* AIM OF THE TASK:
Reproduce all of the data exactly, with no line skipped.

___ INFORMATION SHOWN

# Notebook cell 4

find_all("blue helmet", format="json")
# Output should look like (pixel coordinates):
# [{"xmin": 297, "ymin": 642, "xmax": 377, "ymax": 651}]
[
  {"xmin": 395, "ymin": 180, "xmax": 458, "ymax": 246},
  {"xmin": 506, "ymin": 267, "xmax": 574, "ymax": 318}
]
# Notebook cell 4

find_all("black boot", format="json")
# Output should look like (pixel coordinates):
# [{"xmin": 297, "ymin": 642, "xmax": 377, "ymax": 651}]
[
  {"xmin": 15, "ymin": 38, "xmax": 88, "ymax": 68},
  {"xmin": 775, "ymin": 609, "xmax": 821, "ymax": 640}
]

______

* FINISHED EXERCISE:
# Notebook cell 4

find_all("blue helmet", format="json")
# Output should look like (pixel coordinates):
# [{"xmin": 297, "ymin": 642, "xmax": 377, "ymax": 651}]
[
  {"xmin": 395, "ymin": 180, "xmax": 458, "ymax": 246},
  {"xmin": 506, "ymin": 267, "xmax": 574, "ymax": 318}
]
# Notebook cell 4

find_all("black boot", format="json")
# Output should look like (pixel coordinates):
# [{"xmin": 297, "ymin": 642, "xmax": 377, "ymax": 651}]
[
  {"xmin": 15, "ymin": 38, "xmax": 88, "ymax": 68},
  {"xmin": 775, "ymin": 609, "xmax": 821, "ymax": 640}
]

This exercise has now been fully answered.